### Required action 1
Duplicate the study excerpt from "Ten elderly respondents" up to and including "their major occupations.".
### Required action 2
State whether each statement agrees with the study excerpt, answering yes or no and quoting the deciding words. (a) Content analysis was carried out by two researchers. (b) The level of significance was fixed at 0.01. (c) Six of the ten respondents came from the service area of Thirubuvanai Primary Health Centre.
### Required action 3
Take the study excerpt further, beginning after its last sentence.

##### Page text

Ethical issues: Ethical principles such as respect for the persons, beneficence, and justice were adhered. This study was cleared by the Research Committee of SMVMCH and the Institutional Ethics Committee of SMVMCH, Pondicherry.

Analysis of qualitative and qualitative data and reporting: Manual content analysis of qualitative data was done. The analysis was done at textual level analysis and it included both the inductive and deductive codes derived from the transcripts. Later, similar codes were merged together to form the categories, then the related categories were grouped into themes. Content analysis was done by two researchers to increase the “trustworthiness” of the results. Any discrepancy between the two was resolved by mutual discussion.[9] Text lines written in Italic font in the results signifies direct quotation from the participants and the text lines in square brackets are the authors' words. Names used in this manuscript for respondent's direct quotation are fictitious.

The quantitative data were entered and analyzed using SPSS 12.0.1 software (SPSS Inc., Chicago, IL, USA) package. Chi-square (χ2) test was applied to proportions to test the level of significance. The intensity of pain was classified as mild pain (1, 2, and 3), moderate pain (4, 5, 6, and 7) and server pain (8, 9, and 10) in NRS. Multiple logistic regression was done to identify the combinations of variables that the best predicts the risk of the development of chronic pain. Twelve predictors were entered the model using the “Enter” selection method. The multiple coefficients of determination (R2) was used as the goodness-of-fit statistic for the model. The level of significance was fixed at 0.05. The guidelines for reporting mixed methods studies were followed for reporting of this study.[10]

  Results Top

Ten elderly respondents (five male and five female) with chronic pain were purposively chosen for IDI. All respondents were >60 years, four respondents were from the service area of Thirubuvanai Primary Health Centre, Puducherry, and six were from Rural Health Training Centre service area at Thiruvennainallur, Villupuram District, Tamil Nadu. The highest educational level of the participants was up to elementary school (8th standard). Agriculture and animal rearing were their major occupations.

The result of the 10 IDIs was described under two key themes: (1) perceptions of older people about pain and (2) healthcare seeking. There were five categories under the theme of “perceptions of chronic pain.” These were (1) meaning for chronic pain, (2) perceived reasons for chronic pain, (3) perceived aggravating, (4) relieving activities, and (5) effect of chronic pain in their life. There were four categories under the theme of “healthcare seeking practices.” These categories were about various treatment options commonly used by them, such as (1) Home remedies; (2) Allopathic medicine; (3) Ayurveda, Yoga, Unani, Siddha, and Homeopathy (AYUSH); and 4) Physiotherapy.

##########
##### Excerpted records

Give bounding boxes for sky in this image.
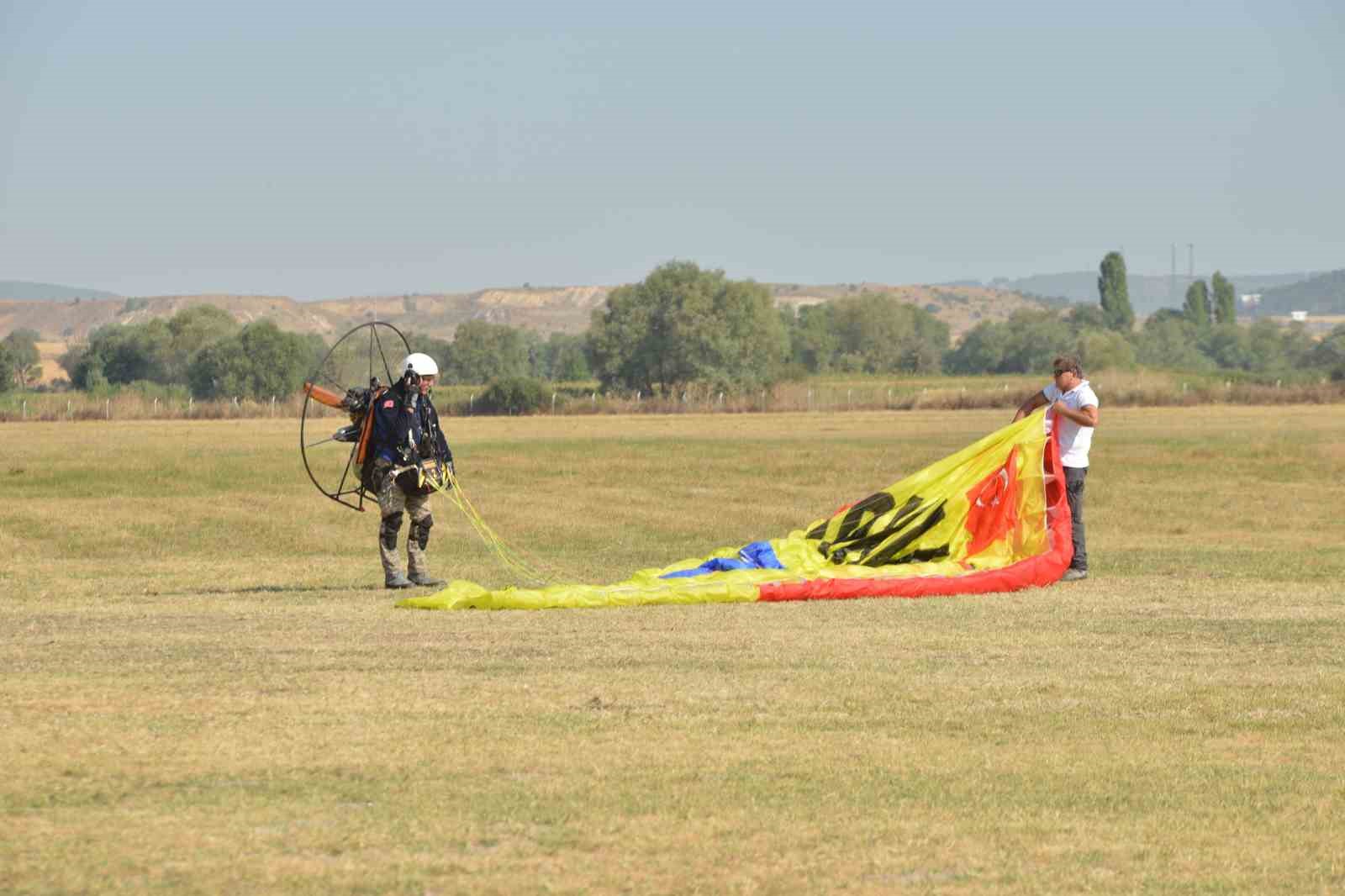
[0,0,1345,298]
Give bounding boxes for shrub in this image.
[477,377,550,414]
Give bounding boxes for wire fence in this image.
[0,372,1345,421]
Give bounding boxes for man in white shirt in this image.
[1013,356,1098,581]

##########

### Task answer 1
Ten elderly respondents (five male and five female) with chronic pain were purposively chosen for IDI. All respondents were >60 years, four respondents were from the service area of Thirubuvanai Primary Health Centre, Puducherry, and six were from Rural Health Training Centre service area at Thiruvennainallur, Villupuram District, Tamil Nadu. The highest educational level of the participants was up to elementary school (8th standard). Agriculture and animal rearing were their major occupations.

### Task answer 2
(a) Yes: "Content analysis was done by two researchers"
(b) No: "The level of significance was fixed at 0.05."
(c) No: "four respondents were from the service area of Thirubuvanai Primary Health Centre, Puducherry"

### Task answer 3
Theme-1: Perceptions of chronic pain: The respondents' perception of chronic pain was grouped broadly under following five categories.

Category 1: Meaning of chronic pain

They felt it as a sense of discomfort and an indicator of their health status. Some of them mentioned the pain as unpleasant feelings, heavy burden on their life, and an experience that reminds the most sorrowful part of their life. Some of them felt that it is an indicator of their poor physical and psychological health. Mr. Ramarajan, a 80-year-old man, described it in his words as, “Pain is a trouble for me. Pain is a bad feeling which is felt in my body. It's connected with both mind and body. It is the most painful part of my life.”

Category 2: Perceived reasons for chronic pain

2.1 Subcategory: Senility

Almost all the participants perceived that their old age is responsible for their pain due to a progressive decline in stamina and strength. Mrs. Punitha, a 62-year-old female patient, explained as, “My bones have eroded well because of my old age. This is the main reason that I have pain all over my body.”

2.2 Subcategory: Presence of comorbidities

Few pointed out that the presence of comorbidities, such as diabetes, hypertension, and bone illness were responsible for chronic pain. Mr. Krishna, a 63-year-old man, told that “I am diabetic and hypertensive. I was under regular treatment. But whenever my blood pressure shoots up I feel more pain in my neck.”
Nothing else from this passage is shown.